== Exercise text ==
New Orleans There’s one thing that Paul Kiel, reporter for ProPublica.org, Steven Brill, author of the new book, America’s Bitter Pill: Money, Politics and Backroom Deals and the Fight to Fix Our Broken Healthcare System, Senator Charles Grassley, Republican from Iowa, and I can all agree on about healthcare, and that’s the simple fact that hospitals have gone wild, which was the subject of Wade’sWorld on KABF/88.3 FM recently.
Kiel has been all over the story of Heartland Hospital in St. Joseph, Missouri, famous as a staging area for exploration of the West during the Lewis-and-Clark Expedition, and not a lot since, and their practices of dunning patients and sending them over the financial cliff, despite their supposedly nonprofit and completely tax exempt status. Over the last few years they have put some 6000 of their patients in collection procedures that involved wage garnishment collecting about $3 million a year from the process. Heartland has a debt collector of course, but that’s a for-profit subsidiary owned by the nonprofit hospital, so not exactly arms’ length. Kiel noted that 100 of them were Walmart workers, which gives you a pretty good grasp of how little they make. The judges there charge 9% interest on the bills, so it’s almost a lifetime sentence. Kiel noted one case that we talked about where a fellow had to go into the emergency room at Heartland and ended up with a $15000 bill. He makes about $40,000 for a family of four and ended up with his wages garnished. Now several years later he’s paid $50,000 in lost wages for that $15,000 bill, and it’s not over yet. Today he still owes about $26000! And, he’s not alone. This story is common for them and common all over the country.
New rules may or may not stop this practice. Steven Brill, a veteran investigative reporter as well and now a bestselling author with America’s Bitter Pill, made the point firmly saying that the rules mandating that hospitals earn their tax exempt status by actually providing some charity care and forbearance was one of the few provisions in the Affordable Care Act that “actually reduced costs.” Brill was adamant as well that the Obama Administration had drug their feet on this regulation causing harm to tens of thousands who have been pushed and bullied unnecessarily on their bills or forced into bankruptcy because of the bureaucratic delays in writing the regulations. As Brill told Wade’s World, he could have written the regs himself in “two hours” in 2010 when the bill passed mandating them, rather than later as the rule goes into effect in 2016.

== Data extracts ==
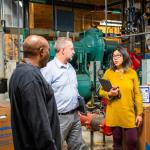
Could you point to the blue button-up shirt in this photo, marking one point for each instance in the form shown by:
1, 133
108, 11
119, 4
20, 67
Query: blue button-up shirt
62, 78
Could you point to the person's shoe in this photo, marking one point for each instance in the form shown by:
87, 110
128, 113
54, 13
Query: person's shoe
84, 147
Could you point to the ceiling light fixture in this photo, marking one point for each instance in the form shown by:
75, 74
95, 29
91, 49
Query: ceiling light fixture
114, 23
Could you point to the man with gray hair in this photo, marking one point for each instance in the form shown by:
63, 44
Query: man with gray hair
60, 74
34, 116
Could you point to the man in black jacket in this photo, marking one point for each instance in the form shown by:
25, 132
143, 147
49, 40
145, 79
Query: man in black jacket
34, 117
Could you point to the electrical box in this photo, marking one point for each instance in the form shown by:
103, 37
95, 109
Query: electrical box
145, 93
145, 71
6, 140
144, 131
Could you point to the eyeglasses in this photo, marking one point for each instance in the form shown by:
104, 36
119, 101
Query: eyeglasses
117, 56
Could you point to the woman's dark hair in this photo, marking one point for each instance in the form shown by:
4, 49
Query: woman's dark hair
126, 59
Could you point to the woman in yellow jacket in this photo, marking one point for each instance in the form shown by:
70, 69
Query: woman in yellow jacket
124, 109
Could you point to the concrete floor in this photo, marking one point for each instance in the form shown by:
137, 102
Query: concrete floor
98, 143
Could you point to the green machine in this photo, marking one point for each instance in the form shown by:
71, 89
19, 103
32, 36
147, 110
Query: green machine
92, 54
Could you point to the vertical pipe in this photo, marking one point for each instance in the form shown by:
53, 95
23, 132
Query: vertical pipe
25, 18
106, 17
18, 30
142, 26
54, 16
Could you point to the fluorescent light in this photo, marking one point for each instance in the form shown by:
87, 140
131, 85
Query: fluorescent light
20, 3
114, 23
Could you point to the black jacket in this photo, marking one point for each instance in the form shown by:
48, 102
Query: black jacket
34, 117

== What you need to do ==
1. In the text on hospital debt collection, what interest rate do the judges in St. Joseph charge on the bills?
2. From the text on hospital debt collection, copy word for word the part that opens with the words containing "New rules may" and closes with "effect in 2016.".
3. Write the next part of the text on hospital debt collection, starting after its last sentence.

== Results by task ==
1. 9%

2.
New rules may or may not stop this practice. Steven Brill, a veteran investigative reporter as well and now a bestselling author with America’s Bitter Pill, made the point firmly saying that the rules mandating that hospitals earn their tax exempt status by actually providing some charity care and forbearance was one of the few provisions in the Affordable Care Act that “actually reduced costs.” Brill was adamant as well that the Obama Administration had drug their feet on this regulation causing harm to tens of thousands who have been pushed and bullied unnecessarily on their bills or forced into bankruptcy because of the bureaucratic delays in writing the regulations. As Brill told Wade’s World, he could have written the regs himself in “two hours” in 2010 when the bill passed mandating them, rather than later as the rule goes into effect in 2016.

3.
In talking to Kiel, he shared the fact that even with the 2016 dateline, hospitals better clean up their act. Senator Charles Grassley in reaction to his story sent a letter to Heartland asking them to account for themselves, which was sure to get a response, and did, as Heartland indicated it would immediately review its procedures. Grassley has been on the case tracking tax exempt abuse of hospitals and others for a decade and now with the Republicans in control of the Senate is going to have more weapons in his arsenal, so no matter how we might disagree with him on hundreds of other issues, he’s a champion on this score.
Both Kiel and Brill pointed out that hospitals have seen this rule coming with its attendant review of their tax exempt status for years now since Obamacare passed, so they don’t have any excuses for not having cleaned up their act. It could be that they, and their lobbyists, have been trying to get some last big paydays by squeezing the last pennies out of lower income families with their predatory billing and collection practices.
Hospitals gone wild may not be completely tamed, but they better sober up and get off the beach or they aren’t going to like the stories, videos, and actions forcing them to get right with their patients and communities or suffer the consequences.